§ YOUR TASK
The records that follow are to be transcribed in full, leaving out each picture.

Segment Open

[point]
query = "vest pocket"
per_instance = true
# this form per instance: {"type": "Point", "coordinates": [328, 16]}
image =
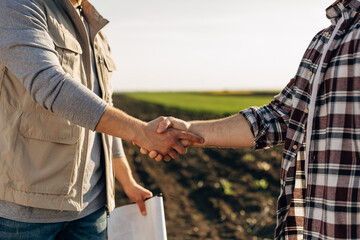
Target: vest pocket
{"type": "Point", "coordinates": [107, 66]}
{"type": "Point", "coordinates": [46, 155]}
{"type": "Point", "coordinates": [69, 51]}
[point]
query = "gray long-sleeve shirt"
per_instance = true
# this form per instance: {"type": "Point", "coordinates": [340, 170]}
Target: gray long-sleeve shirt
{"type": "Point", "coordinates": [55, 90]}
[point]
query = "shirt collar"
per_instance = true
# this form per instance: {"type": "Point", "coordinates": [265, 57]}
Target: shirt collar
{"type": "Point", "coordinates": [346, 8]}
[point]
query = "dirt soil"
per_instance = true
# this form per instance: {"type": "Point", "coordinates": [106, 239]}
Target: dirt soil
{"type": "Point", "coordinates": [209, 193]}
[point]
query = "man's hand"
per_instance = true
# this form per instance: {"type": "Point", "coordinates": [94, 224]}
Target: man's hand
{"type": "Point", "coordinates": [119, 124]}
{"type": "Point", "coordinates": [138, 194]}
{"type": "Point", "coordinates": [166, 142]}
{"type": "Point", "coordinates": [233, 131]}
{"type": "Point", "coordinates": [169, 124]}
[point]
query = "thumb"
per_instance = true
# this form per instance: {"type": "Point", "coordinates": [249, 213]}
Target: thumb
{"type": "Point", "coordinates": [142, 207]}
{"type": "Point", "coordinates": [164, 125]}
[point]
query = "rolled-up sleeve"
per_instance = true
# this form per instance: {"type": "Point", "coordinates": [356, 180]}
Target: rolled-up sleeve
{"type": "Point", "coordinates": [269, 123]}
{"type": "Point", "coordinates": [28, 52]}
{"type": "Point", "coordinates": [118, 149]}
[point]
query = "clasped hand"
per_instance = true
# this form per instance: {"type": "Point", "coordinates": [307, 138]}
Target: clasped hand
{"type": "Point", "coordinates": [169, 137]}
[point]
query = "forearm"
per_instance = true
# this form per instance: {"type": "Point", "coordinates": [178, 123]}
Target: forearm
{"type": "Point", "coordinates": [119, 124]}
{"type": "Point", "coordinates": [233, 131]}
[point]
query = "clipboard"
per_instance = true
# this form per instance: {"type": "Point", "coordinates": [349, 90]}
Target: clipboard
{"type": "Point", "coordinates": [126, 222]}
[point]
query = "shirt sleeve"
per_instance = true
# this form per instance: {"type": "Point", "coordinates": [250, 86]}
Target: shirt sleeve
{"type": "Point", "coordinates": [269, 123]}
{"type": "Point", "coordinates": [118, 149]}
{"type": "Point", "coordinates": [28, 52]}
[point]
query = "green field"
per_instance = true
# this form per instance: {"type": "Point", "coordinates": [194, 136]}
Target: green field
{"type": "Point", "coordinates": [206, 102]}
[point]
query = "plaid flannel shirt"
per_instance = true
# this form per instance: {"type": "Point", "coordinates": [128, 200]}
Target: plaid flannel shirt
{"type": "Point", "coordinates": [327, 204]}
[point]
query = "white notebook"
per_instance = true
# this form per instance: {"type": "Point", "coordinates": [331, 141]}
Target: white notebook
{"type": "Point", "coordinates": [126, 222]}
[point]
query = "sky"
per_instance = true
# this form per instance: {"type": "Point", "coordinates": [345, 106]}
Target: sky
{"type": "Point", "coordinates": [200, 45]}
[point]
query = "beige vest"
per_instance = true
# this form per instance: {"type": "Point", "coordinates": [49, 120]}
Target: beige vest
{"type": "Point", "coordinates": [42, 155]}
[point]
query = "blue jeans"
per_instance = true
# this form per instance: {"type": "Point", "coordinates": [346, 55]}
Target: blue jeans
{"type": "Point", "coordinates": [92, 227]}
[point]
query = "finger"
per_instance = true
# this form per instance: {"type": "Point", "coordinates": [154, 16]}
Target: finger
{"type": "Point", "coordinates": [189, 136]}
{"type": "Point", "coordinates": [173, 154]}
{"type": "Point", "coordinates": [153, 154]}
{"type": "Point", "coordinates": [164, 125]}
{"type": "Point", "coordinates": [159, 157]}
{"type": "Point", "coordinates": [167, 158]}
{"type": "Point", "coordinates": [142, 207]}
{"type": "Point", "coordinates": [144, 151]}
{"type": "Point", "coordinates": [185, 143]}
{"type": "Point", "coordinates": [179, 148]}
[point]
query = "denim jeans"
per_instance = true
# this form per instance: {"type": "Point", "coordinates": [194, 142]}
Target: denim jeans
{"type": "Point", "coordinates": [92, 227]}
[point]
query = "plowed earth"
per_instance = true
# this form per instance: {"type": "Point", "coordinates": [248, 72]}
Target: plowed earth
{"type": "Point", "coordinates": [209, 193]}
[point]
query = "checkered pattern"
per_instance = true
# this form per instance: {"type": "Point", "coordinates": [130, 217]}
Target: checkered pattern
{"type": "Point", "coordinates": [327, 204]}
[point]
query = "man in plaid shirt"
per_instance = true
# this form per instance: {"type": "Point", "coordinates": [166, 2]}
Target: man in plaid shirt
{"type": "Point", "coordinates": [320, 182]}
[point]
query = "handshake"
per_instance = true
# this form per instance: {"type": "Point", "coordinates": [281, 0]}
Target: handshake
{"type": "Point", "coordinates": [176, 135]}
{"type": "Point", "coordinates": [166, 137]}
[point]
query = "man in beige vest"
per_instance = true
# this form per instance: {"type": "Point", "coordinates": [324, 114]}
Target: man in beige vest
{"type": "Point", "coordinates": [57, 154]}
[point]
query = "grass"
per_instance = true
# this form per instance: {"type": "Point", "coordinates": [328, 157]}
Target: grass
{"type": "Point", "coordinates": [206, 102]}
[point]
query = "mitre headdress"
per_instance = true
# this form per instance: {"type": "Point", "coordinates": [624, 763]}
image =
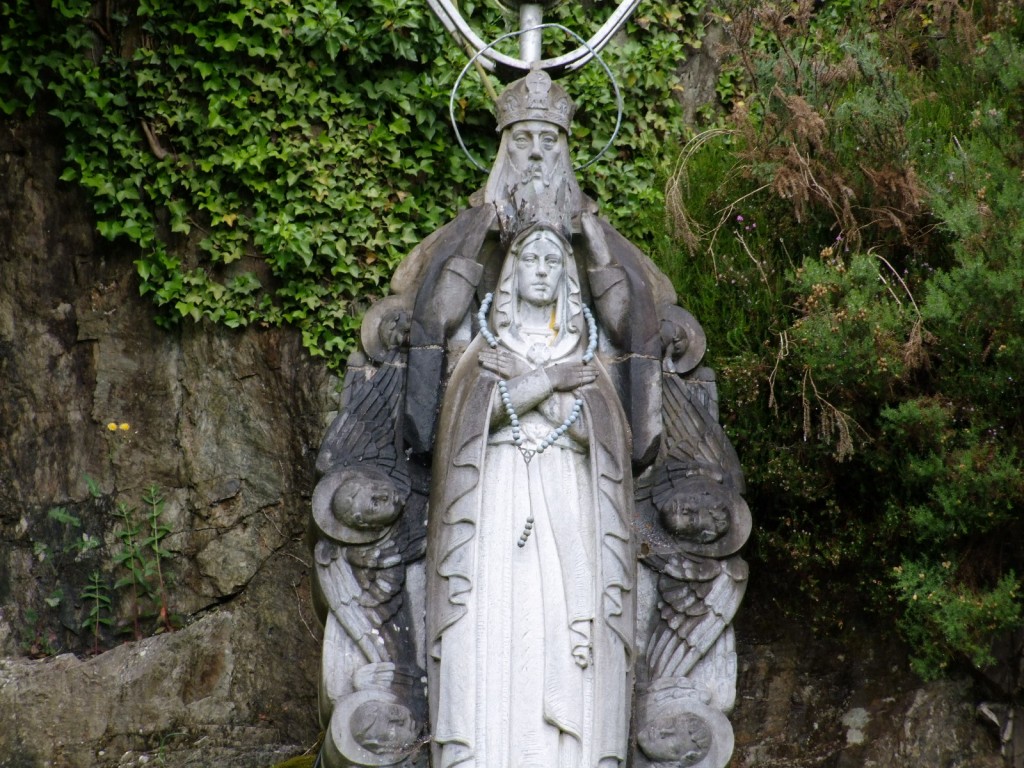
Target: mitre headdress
{"type": "Point", "coordinates": [535, 97]}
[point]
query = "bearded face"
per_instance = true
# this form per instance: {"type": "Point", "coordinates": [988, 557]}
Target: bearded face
{"type": "Point", "coordinates": [535, 152]}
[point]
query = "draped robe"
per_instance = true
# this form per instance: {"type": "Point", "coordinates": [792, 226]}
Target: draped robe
{"type": "Point", "coordinates": [503, 621]}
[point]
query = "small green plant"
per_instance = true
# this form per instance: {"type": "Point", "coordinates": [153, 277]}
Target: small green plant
{"type": "Point", "coordinates": [153, 545]}
{"type": "Point", "coordinates": [130, 559]}
{"type": "Point", "coordinates": [97, 600]}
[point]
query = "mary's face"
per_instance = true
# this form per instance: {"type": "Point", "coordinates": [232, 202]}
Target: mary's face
{"type": "Point", "coordinates": [539, 270]}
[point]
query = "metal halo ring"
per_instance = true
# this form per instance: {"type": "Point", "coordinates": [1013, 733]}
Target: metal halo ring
{"type": "Point", "coordinates": [517, 33]}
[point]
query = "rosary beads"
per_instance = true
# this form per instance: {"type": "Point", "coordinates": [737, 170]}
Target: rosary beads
{"type": "Point", "coordinates": [503, 390]}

Segment Closed

§ ANSWER FOR THIS EXERCISE
[point]
query = "vest pocket"
per_instance = true
# this form per instance: {"type": "Point", "coordinates": [328, 16]}
image =
Target: vest pocket
{"type": "Point", "coordinates": [107, 66]}
{"type": "Point", "coordinates": [46, 155]}
{"type": "Point", "coordinates": [69, 51]}
[point]
query = "gray long-sleeve shirt"
per_instance = true
# this form per instance: {"type": "Point", "coordinates": [340, 170]}
Target: gray long-sleeve shirt
{"type": "Point", "coordinates": [55, 90]}
[point]
query = "shirt collar"
per_instance = true
# this form per instance: {"type": "Point", "coordinates": [265, 57]}
Target: shirt collar
{"type": "Point", "coordinates": [346, 8]}
[point]
query = "dirt soil"
per_instance = true
# this form per instance: {"type": "Point", "coordinates": [106, 239]}
Target: dirt soil
{"type": "Point", "coordinates": [209, 193]}
[point]
query = "man's hand"
per_instance = true
# this form per instance: {"type": "Point", "coordinates": [94, 224]}
Target: man's hand
{"type": "Point", "coordinates": [119, 124]}
{"type": "Point", "coordinates": [138, 194]}
{"type": "Point", "coordinates": [166, 142]}
{"type": "Point", "coordinates": [233, 131]}
{"type": "Point", "coordinates": [169, 124]}
[point]
query = "thumb"
per_instance = true
# this form per instance: {"type": "Point", "coordinates": [249, 213]}
Target: thumb
{"type": "Point", "coordinates": [142, 207]}
{"type": "Point", "coordinates": [164, 125]}
[point]
query = "rolled-up sleeve"
per_instance = true
# this form per instance: {"type": "Point", "coordinates": [356, 180]}
Target: rolled-up sleeve
{"type": "Point", "coordinates": [269, 123]}
{"type": "Point", "coordinates": [28, 52]}
{"type": "Point", "coordinates": [118, 149]}
[point]
query = "clasped hand"
per_instance = true
# this form per instance: {"type": "Point", "coordinates": [307, 138]}
Target: clasped hand
{"type": "Point", "coordinates": [169, 137]}
[point]
query = "forearm"
per_instance = true
# this form per instance: {"type": "Point", "coordinates": [178, 123]}
Target: forearm
{"type": "Point", "coordinates": [119, 124]}
{"type": "Point", "coordinates": [233, 131]}
[point]
query = "clipboard"
per_instance = true
# this form per instance: {"type": "Point", "coordinates": [349, 90]}
Target: clipboard
{"type": "Point", "coordinates": [126, 222]}
[point]
query = "shirt sleeve"
per_instance = true
# this form per instance: {"type": "Point", "coordinates": [250, 86]}
Target: shirt sleeve
{"type": "Point", "coordinates": [269, 123]}
{"type": "Point", "coordinates": [118, 149]}
{"type": "Point", "coordinates": [28, 52]}
[point]
query = "green field"
per_instance = true
# this form per instance: {"type": "Point", "coordinates": [194, 136]}
Target: green field
{"type": "Point", "coordinates": [206, 102]}
[point]
query = "plaid flannel shirt"
per_instance = true
# this form per instance: {"type": "Point", "coordinates": [128, 200]}
Target: plaid flannel shirt
{"type": "Point", "coordinates": [327, 204]}
[point]
query = "white notebook"
per_instance = true
# this form per instance: {"type": "Point", "coordinates": [331, 141]}
Target: white notebook
{"type": "Point", "coordinates": [126, 222]}
[point]
query = "sky"
per_instance = true
# this form per instance: {"type": "Point", "coordinates": [345, 106]}
Target: sky
{"type": "Point", "coordinates": [200, 45]}
[point]
query = "beige vest"
per_instance = true
# this form per instance: {"type": "Point", "coordinates": [49, 120]}
Target: beige vest
{"type": "Point", "coordinates": [42, 155]}
[point]
query = "blue jeans"
per_instance = true
# this form per instance: {"type": "Point", "coordinates": [346, 55]}
Target: blue jeans
{"type": "Point", "coordinates": [92, 227]}
[point]
query = "finger"
per_instance = true
# this form per instance: {"type": "Point", "coordinates": [154, 16]}
Target: finger
{"type": "Point", "coordinates": [189, 136]}
{"type": "Point", "coordinates": [173, 154]}
{"type": "Point", "coordinates": [153, 154]}
{"type": "Point", "coordinates": [164, 125]}
{"type": "Point", "coordinates": [159, 157]}
{"type": "Point", "coordinates": [167, 158]}
{"type": "Point", "coordinates": [142, 207]}
{"type": "Point", "coordinates": [144, 151]}
{"type": "Point", "coordinates": [185, 143]}
{"type": "Point", "coordinates": [179, 148]}
[point]
query = "denim jeans"
per_instance = true
# this form per instance: {"type": "Point", "coordinates": [194, 142]}
Target: denim jeans
{"type": "Point", "coordinates": [92, 227]}
[point]
query = "plowed earth"
per_instance = true
# this form per instance: {"type": "Point", "coordinates": [248, 72]}
Target: plowed earth
{"type": "Point", "coordinates": [209, 193]}
[point]
query = "checkered pattern"
per_instance = true
# this form per instance: {"type": "Point", "coordinates": [130, 217]}
Target: checkered pattern
{"type": "Point", "coordinates": [327, 204]}
[point]
query = "man in plaid shirt"
per_instance = true
# this form per instance: {"type": "Point", "coordinates": [166, 2]}
Target: man in plaid shirt
{"type": "Point", "coordinates": [320, 182]}
[point]
query = "handshake"
per_instance = true
# this form per instance: {"type": "Point", "coordinates": [281, 0]}
Target: handshake
{"type": "Point", "coordinates": [176, 135]}
{"type": "Point", "coordinates": [166, 137]}
[point]
query = "man in beige vest"
per_instance = true
# this form per instance: {"type": "Point", "coordinates": [324, 114]}
Target: man in beige vest
{"type": "Point", "coordinates": [57, 154]}
[point]
query = "grass"
per_instance = true
# this form per instance: {"type": "Point", "coordinates": [328, 157]}
Target: grass
{"type": "Point", "coordinates": [206, 102]}
[point]
query = "mitre headdress"
per_instance = true
# this form per instance: {"type": "Point", "coordinates": [624, 763]}
image =
Target: mitre headdress
{"type": "Point", "coordinates": [535, 97]}
[point]
query = "bearded face"
per_instance = true
# this form per instance: {"type": "Point", "coordinates": [988, 557]}
Target: bearded face
{"type": "Point", "coordinates": [535, 152]}
[point]
query = "draped robe"
per_instance = true
# this form per instance: {"type": "Point", "coordinates": [792, 226]}
Target: draped robe
{"type": "Point", "coordinates": [503, 621]}
[point]
query = "small green plant"
per_instance = true
# this form per instance: {"type": "Point", "coordinates": [153, 277]}
Target: small green plant
{"type": "Point", "coordinates": [153, 545]}
{"type": "Point", "coordinates": [130, 559]}
{"type": "Point", "coordinates": [97, 600]}
[point]
query = "mary's face"
per_instance = true
# this form per instance: {"type": "Point", "coordinates": [232, 202]}
Target: mary's face
{"type": "Point", "coordinates": [539, 270]}
[point]
query = "metal halo ring"
per_instance = true
# this form per instance: {"type": "Point", "coordinates": [1013, 733]}
Target: metal halo ring
{"type": "Point", "coordinates": [517, 33]}
[point]
query = "rosary beads"
per_instance = true
# this form per instance: {"type": "Point", "coordinates": [737, 170]}
Target: rosary beads
{"type": "Point", "coordinates": [503, 390]}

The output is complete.